Goal - Set down each entry exactly as given; pictures should not appear in the copy.

Material -
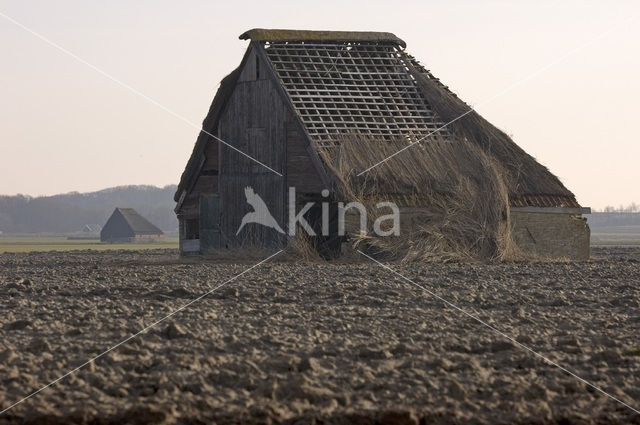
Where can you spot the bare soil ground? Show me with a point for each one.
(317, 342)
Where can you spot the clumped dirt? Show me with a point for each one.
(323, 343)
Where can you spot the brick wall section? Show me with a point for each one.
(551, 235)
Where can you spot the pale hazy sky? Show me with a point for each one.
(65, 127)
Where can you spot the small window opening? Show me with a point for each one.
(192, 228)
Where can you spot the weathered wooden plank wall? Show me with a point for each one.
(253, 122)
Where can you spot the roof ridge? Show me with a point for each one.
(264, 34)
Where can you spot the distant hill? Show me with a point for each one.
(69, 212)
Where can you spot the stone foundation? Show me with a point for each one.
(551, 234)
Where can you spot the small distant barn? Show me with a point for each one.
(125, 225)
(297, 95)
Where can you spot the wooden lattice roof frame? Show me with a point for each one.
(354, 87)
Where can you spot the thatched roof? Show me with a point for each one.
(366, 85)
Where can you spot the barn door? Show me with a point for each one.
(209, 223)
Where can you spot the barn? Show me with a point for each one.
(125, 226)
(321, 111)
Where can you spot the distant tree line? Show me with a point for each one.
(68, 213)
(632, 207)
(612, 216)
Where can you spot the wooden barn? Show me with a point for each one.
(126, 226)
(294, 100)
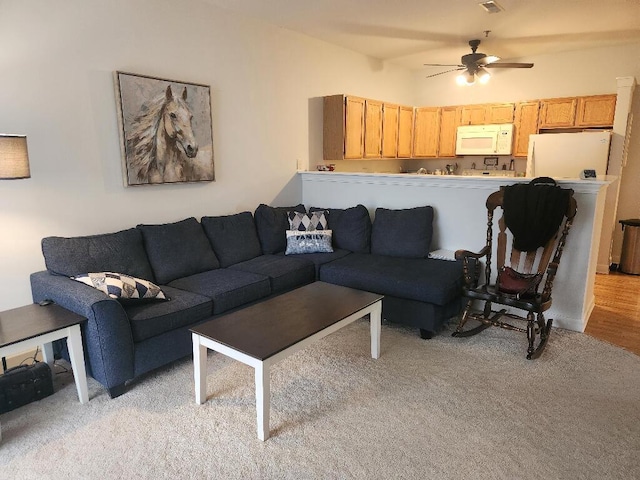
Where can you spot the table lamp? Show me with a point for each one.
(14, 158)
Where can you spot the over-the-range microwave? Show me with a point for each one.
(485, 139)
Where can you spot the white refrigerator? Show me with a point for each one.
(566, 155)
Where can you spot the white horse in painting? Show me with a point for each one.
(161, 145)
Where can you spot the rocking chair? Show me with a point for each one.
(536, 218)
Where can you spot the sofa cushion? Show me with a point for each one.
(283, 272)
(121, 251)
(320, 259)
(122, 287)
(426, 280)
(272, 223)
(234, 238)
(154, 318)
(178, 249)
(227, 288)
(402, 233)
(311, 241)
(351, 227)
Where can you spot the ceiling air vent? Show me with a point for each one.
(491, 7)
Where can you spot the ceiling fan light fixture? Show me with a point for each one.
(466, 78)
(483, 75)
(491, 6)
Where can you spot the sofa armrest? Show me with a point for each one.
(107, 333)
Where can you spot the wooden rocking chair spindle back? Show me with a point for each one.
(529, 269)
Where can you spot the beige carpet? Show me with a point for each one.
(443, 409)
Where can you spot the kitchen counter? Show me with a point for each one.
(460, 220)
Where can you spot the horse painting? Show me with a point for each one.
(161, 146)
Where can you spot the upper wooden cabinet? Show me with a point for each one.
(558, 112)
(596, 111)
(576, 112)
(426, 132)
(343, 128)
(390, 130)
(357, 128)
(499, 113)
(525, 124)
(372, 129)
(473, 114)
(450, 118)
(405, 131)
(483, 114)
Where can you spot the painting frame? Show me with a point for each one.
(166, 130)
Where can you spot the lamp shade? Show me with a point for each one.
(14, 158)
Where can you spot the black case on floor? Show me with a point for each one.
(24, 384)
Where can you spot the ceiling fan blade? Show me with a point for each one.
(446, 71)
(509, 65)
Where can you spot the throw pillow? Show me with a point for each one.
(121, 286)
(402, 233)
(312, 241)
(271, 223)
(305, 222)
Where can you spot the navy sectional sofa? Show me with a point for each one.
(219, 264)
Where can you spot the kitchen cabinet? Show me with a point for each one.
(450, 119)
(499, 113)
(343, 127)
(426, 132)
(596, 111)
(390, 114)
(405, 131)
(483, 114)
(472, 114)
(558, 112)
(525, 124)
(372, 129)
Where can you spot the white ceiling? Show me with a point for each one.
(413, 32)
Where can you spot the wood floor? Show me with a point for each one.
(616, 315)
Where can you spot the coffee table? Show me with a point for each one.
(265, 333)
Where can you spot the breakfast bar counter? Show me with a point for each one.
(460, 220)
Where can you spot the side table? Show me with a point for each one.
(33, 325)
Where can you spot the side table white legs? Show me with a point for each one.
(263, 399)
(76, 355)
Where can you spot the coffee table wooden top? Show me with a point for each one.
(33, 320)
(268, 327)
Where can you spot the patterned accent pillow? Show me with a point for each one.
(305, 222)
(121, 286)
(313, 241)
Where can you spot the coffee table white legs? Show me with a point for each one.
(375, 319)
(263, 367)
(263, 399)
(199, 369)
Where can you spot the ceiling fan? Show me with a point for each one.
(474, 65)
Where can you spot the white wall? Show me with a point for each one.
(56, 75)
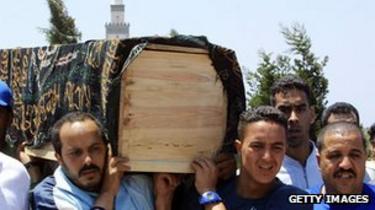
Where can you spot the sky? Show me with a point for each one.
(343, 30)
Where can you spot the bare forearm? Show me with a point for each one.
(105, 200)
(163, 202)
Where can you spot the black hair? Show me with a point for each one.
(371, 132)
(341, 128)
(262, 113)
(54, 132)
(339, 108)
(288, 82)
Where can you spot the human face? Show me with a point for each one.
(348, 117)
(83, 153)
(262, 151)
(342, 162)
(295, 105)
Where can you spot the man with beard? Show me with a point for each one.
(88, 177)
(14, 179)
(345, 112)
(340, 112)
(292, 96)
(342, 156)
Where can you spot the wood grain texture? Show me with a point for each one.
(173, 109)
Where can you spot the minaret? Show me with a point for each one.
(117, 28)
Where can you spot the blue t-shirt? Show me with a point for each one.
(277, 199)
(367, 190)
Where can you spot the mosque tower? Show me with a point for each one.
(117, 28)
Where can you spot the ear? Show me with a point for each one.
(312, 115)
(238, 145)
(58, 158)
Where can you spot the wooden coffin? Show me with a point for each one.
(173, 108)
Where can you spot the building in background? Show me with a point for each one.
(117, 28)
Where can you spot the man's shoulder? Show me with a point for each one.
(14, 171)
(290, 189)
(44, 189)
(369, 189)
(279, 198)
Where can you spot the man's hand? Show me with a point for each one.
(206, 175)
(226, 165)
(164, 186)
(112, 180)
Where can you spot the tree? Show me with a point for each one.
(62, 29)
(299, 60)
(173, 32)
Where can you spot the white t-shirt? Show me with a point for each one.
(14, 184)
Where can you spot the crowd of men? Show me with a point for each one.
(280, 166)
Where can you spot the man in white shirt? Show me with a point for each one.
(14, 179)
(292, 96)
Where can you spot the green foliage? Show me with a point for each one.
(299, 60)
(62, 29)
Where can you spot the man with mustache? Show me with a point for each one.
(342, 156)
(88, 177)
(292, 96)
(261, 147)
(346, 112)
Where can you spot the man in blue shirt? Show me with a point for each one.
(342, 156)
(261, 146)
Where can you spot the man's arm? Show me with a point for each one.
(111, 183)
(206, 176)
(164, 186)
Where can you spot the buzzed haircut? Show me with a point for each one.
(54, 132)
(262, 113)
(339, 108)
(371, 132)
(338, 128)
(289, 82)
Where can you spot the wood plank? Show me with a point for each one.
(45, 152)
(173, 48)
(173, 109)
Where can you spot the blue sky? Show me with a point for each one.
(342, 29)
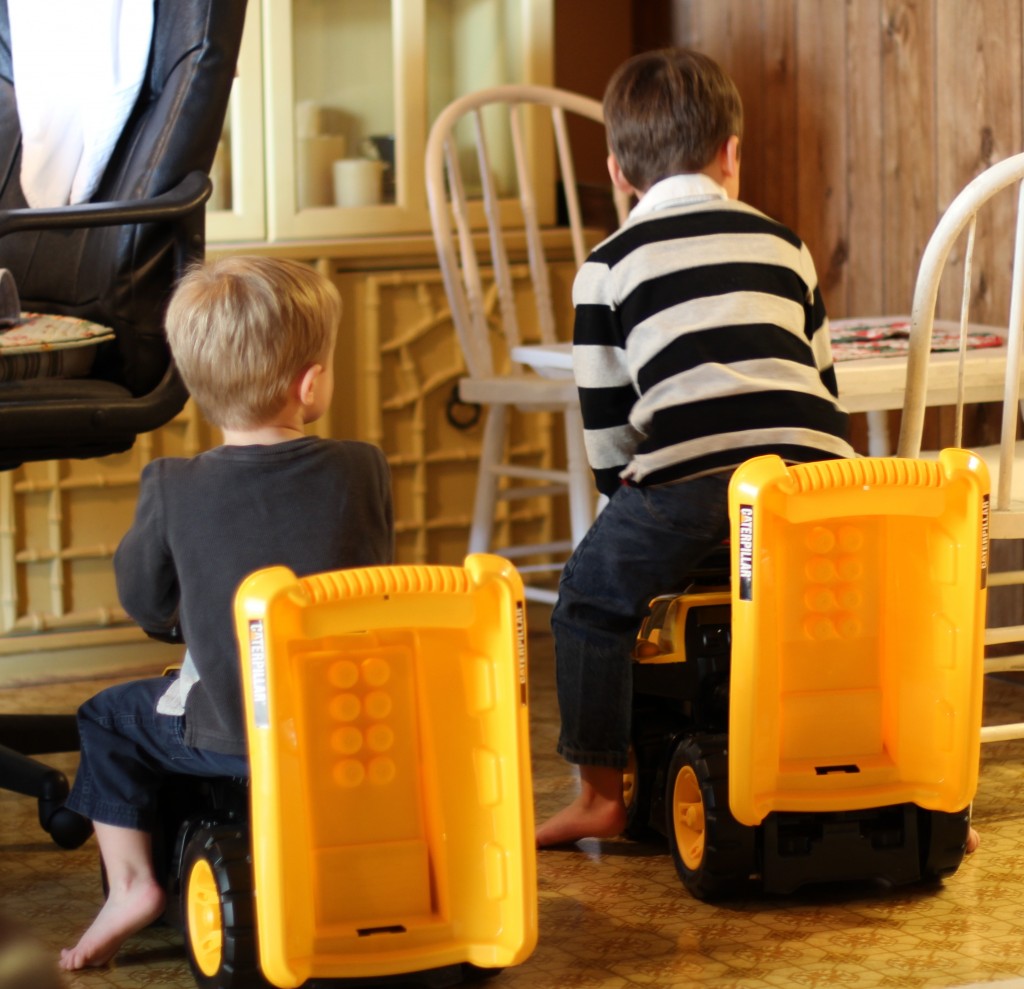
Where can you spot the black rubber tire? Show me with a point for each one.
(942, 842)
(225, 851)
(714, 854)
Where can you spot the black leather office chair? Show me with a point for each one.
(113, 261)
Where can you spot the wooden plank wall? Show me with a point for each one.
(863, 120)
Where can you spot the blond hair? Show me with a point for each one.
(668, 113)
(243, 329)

Solved exercise -
Where can you spot the bare soil ground? Show me with a point for each one.
(317, 342)
Where can you spot the clumped dirt? Show me with a point for each one.
(323, 343)
Where can you spot the brick wall section? Show me with a point for each one.
(551, 235)
Where can you spot the pale hazy sky? Show me with a point for each one.
(65, 127)
Where can you spot the small window opening? Show me with a point for each one.
(192, 228)
Where can you spot the weathered wooden plank wall? Show me with a point for each one.
(253, 122)
Where can you spot the roof ridge? Show me with a point for each one.
(264, 34)
Where can you spot the distant hill? Show me with a point for each one.
(69, 212)
Where can you spot the stone foundation? Show me with a point for each one.
(551, 234)
Where can you spot the small distant barn? Show me with a point for each one.
(125, 225)
(297, 95)
Where can you spot the wooden lattice roof frame? Show me with a point for each one.
(354, 87)
Where can you spot the thatched roof? Show me with a point for each one.
(366, 85)
Where can you spot the barn door? Show me with a point for each one.
(209, 223)
Where can you spot the barn? Show me with a point for each one.
(125, 226)
(321, 111)
Where can you spot the distant tree line? Show me with a point for each one.
(68, 213)
(632, 207)
(612, 216)
Where can you spot the wooden barn? Show me with a point for each one.
(126, 226)
(294, 100)
Where can you spot the table lamp? Show me with a point for each one.
(14, 158)
Where can you spot the over-the-range microwave? Show me with a point for each one.
(485, 139)
Where can you spot the white refrigerator? Show me with a point for each one.
(566, 155)
Where can you spot the white horse in painting? Show me with a point for each one.
(161, 145)
Where can you spot the rocking chair? Show me with a point for each one.
(536, 218)
Where can you spot the sofa cushion? Show me with a point for each one.
(283, 272)
(121, 251)
(320, 259)
(122, 287)
(426, 280)
(272, 223)
(234, 238)
(154, 318)
(178, 249)
(227, 288)
(402, 233)
(311, 241)
(351, 227)
Where can you spot the ceiling air vent? Show me with a point for each one.
(491, 7)
Where can you spot the ceiling fan light fixture? Show me with a point for each one.
(466, 78)
(483, 75)
(491, 6)
Where can you spot the sofa armrest? Show me with a point for each one.
(107, 333)
Where can you spot the wooden rocking chair spindle back? Show me with a point for each one.
(529, 269)
Where can you spot the beige carpet? Show me with a point for each one.
(443, 409)
Where can you spot the kitchen counter? Show me with a point for each one.
(460, 220)
Where can you spot the horse painting? Show me with a point for each one.
(161, 146)
Where can you spot the upper wooden cabinet? Show me with a point for each one.
(558, 112)
(596, 111)
(576, 112)
(426, 132)
(343, 128)
(390, 130)
(357, 128)
(499, 113)
(525, 124)
(372, 129)
(473, 114)
(450, 118)
(405, 131)
(483, 114)
Where can you spot the painting frame? Show me with a point for each one.
(166, 130)
Where can you spot the lamp shade? Show me with a point for each one.
(14, 158)
Where can you spot the black case on floor? Show me with a point for each one.
(24, 384)
Where can you spot the ceiling fan blade? Show me with a point for each one.
(446, 71)
(509, 65)
Where can you spot the throw pillow? Show me with a point for each one.
(121, 286)
(402, 233)
(312, 241)
(271, 223)
(305, 222)
Where can you spot the navy sectional sofa? Show me with a point for each one.
(219, 264)
Where can you spot the kitchen cabinet? Show me with a point for each one.
(450, 119)
(499, 113)
(343, 127)
(426, 132)
(596, 111)
(390, 114)
(405, 131)
(483, 114)
(472, 114)
(558, 112)
(525, 124)
(372, 129)
Where can you spot the white ceiling? Show me with a point for each one.
(413, 32)
Where can you spot the wood floor? Show me with a point for each one.
(616, 315)
Where can you spot the coffee table? Show me with a point for each one.
(265, 333)
Where can you spot the breakfast bar counter? Show me with a point for each one.
(460, 220)
Where can you spot the side table? Show me with a point for each one.
(33, 325)
Where can you spot the side table white legs? Show me with a point for each one.
(263, 399)
(76, 355)
Where can you spot the coffee table wooden top? Show me with a point for each one.
(33, 320)
(268, 327)
Where can you spot the patterned accent pillow? Show me with a point for each one.
(305, 222)
(121, 286)
(313, 241)
Where can you spot the coffee table white legs? Show me with a point for each one.
(375, 319)
(263, 367)
(263, 399)
(199, 369)
Where can you spot the ceiling fan? Show me with a point for each one.
(474, 65)
Where can you spot the white wall? Show me with a point for each one.
(56, 75)
Where can you spot the sky? Show me with a point for each one.
(343, 30)
Where can you spot the bare forearm? Show me with a point for each one.
(105, 200)
(163, 202)
Where can you spot the black hair? Show me with a point for each one.
(371, 132)
(341, 128)
(262, 113)
(54, 132)
(339, 108)
(288, 82)
Where can you spot the human face? Show me with a point for each one.
(348, 117)
(83, 153)
(262, 151)
(342, 162)
(295, 105)
Where can you spot the man with beard? Show me with a point for each one.
(88, 177)
(14, 179)
(345, 112)
(340, 112)
(292, 96)
(342, 156)
Where can you spot the wood grain texture? Show me with a point for each one.
(173, 109)
Where can you spot the minaret? Show me with a point for each one.
(117, 28)
Where can you spot the blue t-shirt? Show me with a point for each one.
(277, 199)
(367, 190)
Where can you spot the mosque tower? Show me with a point for each one.
(117, 28)
Where can you spot the ear? Show me with a point for each one.
(312, 115)
(238, 145)
(58, 158)
Where can you spot the wooden coffin? Show me with a point for each one.
(173, 108)
Where can you spot the building in background? Show me with a point for each one.
(117, 28)
Where can you spot the man's shoulder? Show me with a point for each one.
(14, 171)
(290, 189)
(44, 189)
(369, 189)
(279, 198)
Where can you spot the man's hand? Show me with a point for each one.
(206, 175)
(226, 165)
(164, 186)
(112, 180)
Where can you spot the tree? Show me with a point for each one.
(62, 29)
(299, 60)
(173, 32)
Where can you spot the white t-shirt? Show me with a point for each one.
(14, 184)
Where can you spot the crowd of men? Show me with a point for each one.
(280, 166)
Where can you spot the man in white shirt? Show me with a point for each one.
(14, 179)
(292, 96)
Where can you spot the green foliage? Show me with a point for each one.
(299, 60)
(62, 29)
Where can you spot the man with mustache? Show me with a point for each one.
(342, 156)
(88, 177)
(292, 96)
(261, 147)
(346, 112)
Where can you spot the man in blue shirt? Show me with a point for each one.
(342, 156)
(261, 146)
Where can you spot the man's arm? Show me with a point for each one.
(111, 183)
(206, 176)
(164, 186)
Where can you spot the buzzed haircut? Show me with a point for each one.
(54, 132)
(262, 113)
(339, 108)
(371, 132)
(338, 128)
(289, 82)
Where can you spot the wood plank? Show me with a point for each one.
(45, 152)
(173, 48)
(173, 109)
Where can you spot the blue sky? Show me with a point for each one.
(342, 29)
Where can you spot the black rubber tire? Show me with a point for each one.
(942, 842)
(225, 851)
(714, 854)
Where can you spot the black leather office chair? Show me with a point for each one.
(113, 261)
Where can you spot the wooden plank wall? Show me with a point for each one.
(863, 120)
Where can you spot the blond hair? Show me with a point for each one.
(668, 113)
(243, 329)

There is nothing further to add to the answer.